[Required work]:
Each line below must be written out exactly as shown.

[Records to process]:
- - - - -

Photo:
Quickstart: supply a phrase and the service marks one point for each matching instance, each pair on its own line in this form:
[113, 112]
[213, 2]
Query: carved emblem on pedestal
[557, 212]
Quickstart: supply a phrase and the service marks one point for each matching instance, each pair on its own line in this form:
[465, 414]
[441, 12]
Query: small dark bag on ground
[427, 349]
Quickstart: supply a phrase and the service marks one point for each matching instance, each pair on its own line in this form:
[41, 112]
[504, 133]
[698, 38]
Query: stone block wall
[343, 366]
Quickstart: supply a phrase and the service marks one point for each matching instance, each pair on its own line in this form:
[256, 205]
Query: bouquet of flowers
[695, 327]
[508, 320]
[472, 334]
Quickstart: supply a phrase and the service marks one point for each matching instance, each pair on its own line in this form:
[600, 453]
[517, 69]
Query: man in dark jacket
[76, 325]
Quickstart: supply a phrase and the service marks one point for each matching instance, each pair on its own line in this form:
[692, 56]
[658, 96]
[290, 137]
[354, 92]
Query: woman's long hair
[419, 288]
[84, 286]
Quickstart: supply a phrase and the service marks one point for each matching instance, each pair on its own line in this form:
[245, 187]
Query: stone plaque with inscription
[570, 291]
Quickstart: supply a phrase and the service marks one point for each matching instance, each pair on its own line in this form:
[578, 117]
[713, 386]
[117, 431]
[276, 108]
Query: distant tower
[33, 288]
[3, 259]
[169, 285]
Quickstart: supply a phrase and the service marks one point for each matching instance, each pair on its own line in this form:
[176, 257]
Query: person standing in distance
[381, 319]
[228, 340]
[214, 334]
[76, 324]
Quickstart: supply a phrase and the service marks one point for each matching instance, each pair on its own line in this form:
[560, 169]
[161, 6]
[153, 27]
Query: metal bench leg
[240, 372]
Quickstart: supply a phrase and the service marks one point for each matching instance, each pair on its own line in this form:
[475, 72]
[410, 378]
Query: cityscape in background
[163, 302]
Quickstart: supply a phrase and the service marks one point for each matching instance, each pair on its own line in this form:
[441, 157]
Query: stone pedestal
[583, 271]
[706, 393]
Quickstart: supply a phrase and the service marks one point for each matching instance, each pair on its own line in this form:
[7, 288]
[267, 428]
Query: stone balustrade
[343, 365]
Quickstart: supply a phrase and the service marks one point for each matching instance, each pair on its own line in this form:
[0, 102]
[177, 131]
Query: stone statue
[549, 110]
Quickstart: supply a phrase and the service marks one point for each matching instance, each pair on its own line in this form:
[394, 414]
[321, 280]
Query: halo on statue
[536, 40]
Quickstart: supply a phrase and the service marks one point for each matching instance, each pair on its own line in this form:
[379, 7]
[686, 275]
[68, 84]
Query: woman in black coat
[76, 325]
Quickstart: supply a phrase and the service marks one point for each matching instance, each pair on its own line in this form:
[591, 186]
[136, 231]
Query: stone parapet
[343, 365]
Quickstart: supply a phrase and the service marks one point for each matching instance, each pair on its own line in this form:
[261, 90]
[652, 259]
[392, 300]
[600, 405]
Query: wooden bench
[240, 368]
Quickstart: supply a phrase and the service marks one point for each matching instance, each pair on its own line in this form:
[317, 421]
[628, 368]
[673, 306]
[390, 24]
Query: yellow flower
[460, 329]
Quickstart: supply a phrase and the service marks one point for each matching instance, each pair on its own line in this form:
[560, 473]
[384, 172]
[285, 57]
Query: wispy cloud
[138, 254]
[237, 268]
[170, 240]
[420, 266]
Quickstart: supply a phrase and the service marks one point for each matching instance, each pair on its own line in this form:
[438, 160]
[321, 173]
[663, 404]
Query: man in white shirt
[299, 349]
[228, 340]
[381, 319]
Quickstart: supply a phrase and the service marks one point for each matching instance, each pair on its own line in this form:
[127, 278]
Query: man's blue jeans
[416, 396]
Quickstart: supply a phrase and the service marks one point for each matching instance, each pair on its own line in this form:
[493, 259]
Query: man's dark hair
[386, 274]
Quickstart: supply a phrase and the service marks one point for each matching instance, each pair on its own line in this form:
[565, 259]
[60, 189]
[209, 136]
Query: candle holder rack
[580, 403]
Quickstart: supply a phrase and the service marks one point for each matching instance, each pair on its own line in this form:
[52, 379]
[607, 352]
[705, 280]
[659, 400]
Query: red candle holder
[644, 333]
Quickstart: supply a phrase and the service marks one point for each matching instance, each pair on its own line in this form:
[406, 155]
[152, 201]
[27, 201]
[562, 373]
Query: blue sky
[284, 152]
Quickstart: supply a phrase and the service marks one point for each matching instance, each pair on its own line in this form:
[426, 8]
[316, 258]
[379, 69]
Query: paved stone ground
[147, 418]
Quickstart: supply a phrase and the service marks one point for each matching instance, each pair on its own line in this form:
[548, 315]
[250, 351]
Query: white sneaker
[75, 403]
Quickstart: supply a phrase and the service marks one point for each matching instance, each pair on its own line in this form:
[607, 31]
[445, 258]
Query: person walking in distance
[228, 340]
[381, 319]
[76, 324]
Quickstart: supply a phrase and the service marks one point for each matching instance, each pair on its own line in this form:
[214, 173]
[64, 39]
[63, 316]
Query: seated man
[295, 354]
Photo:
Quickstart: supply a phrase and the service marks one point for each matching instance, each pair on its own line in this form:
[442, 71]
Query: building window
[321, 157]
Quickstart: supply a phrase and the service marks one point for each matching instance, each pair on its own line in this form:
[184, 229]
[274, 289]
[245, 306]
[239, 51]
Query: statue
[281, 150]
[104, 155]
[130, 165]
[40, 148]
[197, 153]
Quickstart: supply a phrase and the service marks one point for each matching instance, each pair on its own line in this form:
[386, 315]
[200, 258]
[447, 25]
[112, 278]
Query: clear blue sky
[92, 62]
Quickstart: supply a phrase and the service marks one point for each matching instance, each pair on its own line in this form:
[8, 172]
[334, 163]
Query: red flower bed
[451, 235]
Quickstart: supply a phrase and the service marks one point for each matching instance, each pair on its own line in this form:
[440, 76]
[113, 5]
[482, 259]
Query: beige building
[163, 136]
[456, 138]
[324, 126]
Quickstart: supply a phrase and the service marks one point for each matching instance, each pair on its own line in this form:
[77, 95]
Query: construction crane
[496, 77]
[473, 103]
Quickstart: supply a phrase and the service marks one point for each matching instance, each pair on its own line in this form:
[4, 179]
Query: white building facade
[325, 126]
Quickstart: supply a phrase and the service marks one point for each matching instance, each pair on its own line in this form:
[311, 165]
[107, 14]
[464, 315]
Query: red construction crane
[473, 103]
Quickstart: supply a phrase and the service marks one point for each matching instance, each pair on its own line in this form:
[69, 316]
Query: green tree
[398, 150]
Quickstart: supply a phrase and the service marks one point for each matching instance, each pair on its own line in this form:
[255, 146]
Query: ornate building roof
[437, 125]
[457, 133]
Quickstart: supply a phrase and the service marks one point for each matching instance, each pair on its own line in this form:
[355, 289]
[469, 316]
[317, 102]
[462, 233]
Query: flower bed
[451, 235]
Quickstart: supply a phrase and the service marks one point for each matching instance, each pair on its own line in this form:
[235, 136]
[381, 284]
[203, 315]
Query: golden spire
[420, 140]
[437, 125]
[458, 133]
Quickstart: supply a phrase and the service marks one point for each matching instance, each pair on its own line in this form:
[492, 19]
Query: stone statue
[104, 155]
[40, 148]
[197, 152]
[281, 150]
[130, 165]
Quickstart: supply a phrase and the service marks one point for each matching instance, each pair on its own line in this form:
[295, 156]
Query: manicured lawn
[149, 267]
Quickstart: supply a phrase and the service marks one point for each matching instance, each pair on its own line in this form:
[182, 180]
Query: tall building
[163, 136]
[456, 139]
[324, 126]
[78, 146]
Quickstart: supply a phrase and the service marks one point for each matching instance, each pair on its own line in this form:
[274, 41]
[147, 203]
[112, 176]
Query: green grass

- - - - -

[Written answer]:
Photo:
Quickstart: supply a phrase and the service marks one point for each matching instance, each pair on its own line in this form:
[113, 112]
[213, 2]
Query: carved emblem on pedestal
[557, 212]
Quickstart: supply a phrase and the service marks one point for each matching instance, each pair on its own line in this form:
[465, 414]
[441, 12]
Query: small dark bag on ground
[427, 349]
Quickstart: supply a phrase and the service marks one point for each matching instance, each pair on its own line in this form:
[41, 112]
[504, 133]
[698, 38]
Query: stone block wall
[343, 366]
Quickstart: supply a phrase and the service marks one point for each matching instance, each pair on its own line in this form:
[256, 205]
Query: bouquet of flowers
[695, 327]
[508, 320]
[472, 334]
Quickstart: supply a phrase and the service marks one point for each matching instance, each pair on its own line in this form:
[600, 453]
[517, 69]
Query: man in dark jacket
[76, 325]
Quickstart: supply a phrase and the service marks one point for each matching instance, each pair on its own line in this form:
[692, 56]
[658, 96]
[290, 137]
[354, 92]
Query: woman's long hair
[419, 288]
[84, 286]
Quickstart: supply a phrase and the service marks one point for each matching instance, each pair on its own line in this form:
[245, 187]
Query: stone plaque with inscription
[570, 291]
Quickstart: supply a phrase and the service marks one point for each matching instance, each pair on its own line in this form:
[578, 117]
[713, 386]
[117, 431]
[276, 108]
Query: distant tower
[33, 288]
[3, 259]
[169, 285]
Quickstart: supply a phrase and the service marks one point for each matching instance, each pair on its own line in this form:
[176, 257]
Query: person standing in distance
[381, 319]
[228, 340]
[214, 334]
[76, 324]
Quickstart: supply a phrase and the service marks one point for each matching instance, each pair on its own line in this form:
[560, 169]
[161, 6]
[153, 27]
Query: metal bench leg
[240, 372]
Quickstart: supply a phrase and the service marks one point for each matching instance, each pair on its own line in this form:
[475, 72]
[410, 378]
Query: cityscape in background
[163, 302]
Quickstart: supply a phrase and the service marks one point for each matching instance, each pair on its own line in this form:
[441, 157]
Query: stone pedestal
[583, 271]
[706, 393]
Quickstart: supply a phrase and the service marks one point for each matching instance, each pair on its own line in this form:
[7, 288]
[267, 428]
Query: stone balustrade
[343, 365]
Quickstart: supply a phrase and the service marks one point for each matching instance, each pair on its own line in this form:
[0, 102]
[177, 131]
Query: stone statue
[549, 110]
Quickstart: supply a phrase and the service marks one point for each matching instance, each pair on its own line in this form:
[394, 414]
[321, 280]
Query: halo on statue
[536, 40]
Quickstart: supply a phrase and the service marks one point for each matching instance, each pair on its own line in this form:
[379, 7]
[686, 275]
[68, 84]
Query: woman in black coat
[76, 325]
Quickstart: supply a phrase and the service marks one point for each matching instance, each pair on its own line in this form:
[591, 186]
[136, 231]
Query: stone parapet
[343, 365]
Quickstart: supply a phrase and the service marks one point for each matching instance, each pair on its own line in this form:
[261, 90]
[652, 259]
[392, 300]
[600, 405]
Query: wooden bench
[240, 368]
Quickstart: supply a phrase and the service marks one point for each matching instance, each pair on its own line in this form:
[317, 421]
[628, 368]
[673, 306]
[390, 24]
Query: yellow flower
[460, 329]
Quickstart: supply a phrase and the service marks one point for each matching instance, each pair on its own line in this form:
[560, 473]
[384, 172]
[285, 57]
Query: wispy cloud
[138, 254]
[237, 268]
[170, 240]
[420, 266]
Quickstart: supply a phrase and the service marks one point for each matching instance, each pair on its own line in this form:
[438, 160]
[321, 173]
[663, 404]
Query: man in white shirt
[299, 349]
[228, 340]
[381, 319]
Quickstart: supply a phrase and the service marks one point for each matching instance, each pair on its own line in this form:
[127, 278]
Query: man's blue jeans
[416, 396]
Quickstart: supply a phrase and the service marks one point for each matching instance, each pair on its own line in this form:
[493, 259]
Query: man's dark hair
[386, 274]
Quickstart: supply a phrase and the service marks one point for each matching instance, each pair on its own line in this form:
[565, 259]
[60, 189]
[209, 136]
Query: candle holder rack
[580, 403]
Quickstart: supply a phrase and the service marks one point for each matching instance, each pair on its own line in this form:
[52, 379]
[607, 352]
[705, 280]
[659, 400]
Query: red candle holder
[644, 333]
Quickstart: supply a phrase and the service marks one point for each matching instance, each pair on its own line in this form:
[406, 155]
[152, 201]
[27, 201]
[562, 373]
Query: blue sky
[284, 152]
Quickstart: supply a phrase and the service marks one point for each matching instance, each pair on its own line in this form:
[426, 8]
[316, 258]
[379, 69]
Query: paved stone ground
[147, 418]
Quickstart: supply a phrase and the service marks one point for each matching instance, each pair on its own line in this form:
[548, 315]
[250, 351]
Query: white sneaker
[75, 403]
Quickstart: supply a phrase and the service marks one point for each matching instance, each pair on its own line in this form:
[607, 31]
[445, 258]
Query: person walking in distance
[228, 340]
[381, 319]
[76, 324]
Quickstart: supply a phrase and the service marks one point for each matching instance, each pair on its own line in this form:
[214, 173]
[64, 39]
[63, 316]
Query: seated man
[295, 354]
Photo:
Quickstart: supply a phrase and the service marks one point for each matching instance, each pair on its own line in this form:
[442, 71]
Query: building window
[321, 157]
Quickstart: supply a phrase and the service marks one point for each matching instance, each pair on its own line in this form:
[184, 229]
[274, 289]
[245, 306]
[239, 51]
Query: statue
[281, 150]
[104, 155]
[130, 165]
[40, 148]
[197, 153]
Quickstart: supply a phrase and the service marks one point for each matching instance, each pair on its own line in this form:
[386, 315]
[200, 258]
[447, 25]
[112, 278]
Query: clear blue sky
[92, 62]
Quickstart: supply a phrase and the service marks one point for each matching instance, each pair on its own line in this form:
[8, 172]
[334, 163]
Query: red flower bed
[451, 235]
Quickstart: supply a phrase and the service marks one point for each matching instance, each pair on its own line in this form:
[440, 76]
[113, 5]
[482, 259]
Query: beige building
[163, 136]
[456, 138]
[324, 126]
Quickstart: supply a phrase and the service marks one point for each matching instance, each pair on its own line in this form:
[77, 95]
Query: construction crane
[496, 77]
[473, 103]
Quickstart: supply a phrase and the service marks one point for each matching instance, each pair on its own line in this form:
[4, 179]
Query: white building facade
[325, 126]
Quickstart: supply a phrase and the service marks one point for each matching instance, each pair on its own line in this form:
[311, 165]
[107, 14]
[464, 315]
Query: red construction crane
[473, 103]
Quickstart: supply a phrase and the service marks one point for each matching instance, each pair on its own line in this form:
[69, 316]
Query: green tree
[398, 150]
Quickstart: supply a phrase and the service marks one point for each matching instance, each pair on its own line in this form:
[255, 146]
Query: ornate building roof
[437, 125]
[457, 133]
Quickstart: supply a phrase and the service marks one point for each matching instance, each pair on its own line in this form:
[355, 289]
[469, 316]
[317, 102]
[462, 233]
Query: flower bed
[451, 235]
Quickstart: supply a phrase and the service marks one point for each matching instance, each pair on its own line in this form:
[235, 136]
[381, 284]
[203, 315]
Query: golden spire
[420, 140]
[437, 125]
[458, 133]
Quickstart: supply a phrase and the service marks one point for each matching instance, each pair on its own line in this form:
[492, 19]
Query: stone statue
[104, 155]
[40, 148]
[197, 152]
[281, 150]
[130, 165]
Quickstart: supply a phrase and the service marks one point for each matching instance, each pair on its own line in this form:
[295, 156]
Query: manicured lawn
[149, 267]
Quickstart: supply a phrase and the service marks one point for each matching instance, each pair on its own line in this form:
[182, 180]
Query: tall building
[163, 136]
[456, 139]
[324, 126]
[78, 146]
Quickstart: supply a phrase and the service marks one point for each matching instance, each pair on its own line in this form:
[274, 41]
[147, 203]
[112, 176]
Query: green grass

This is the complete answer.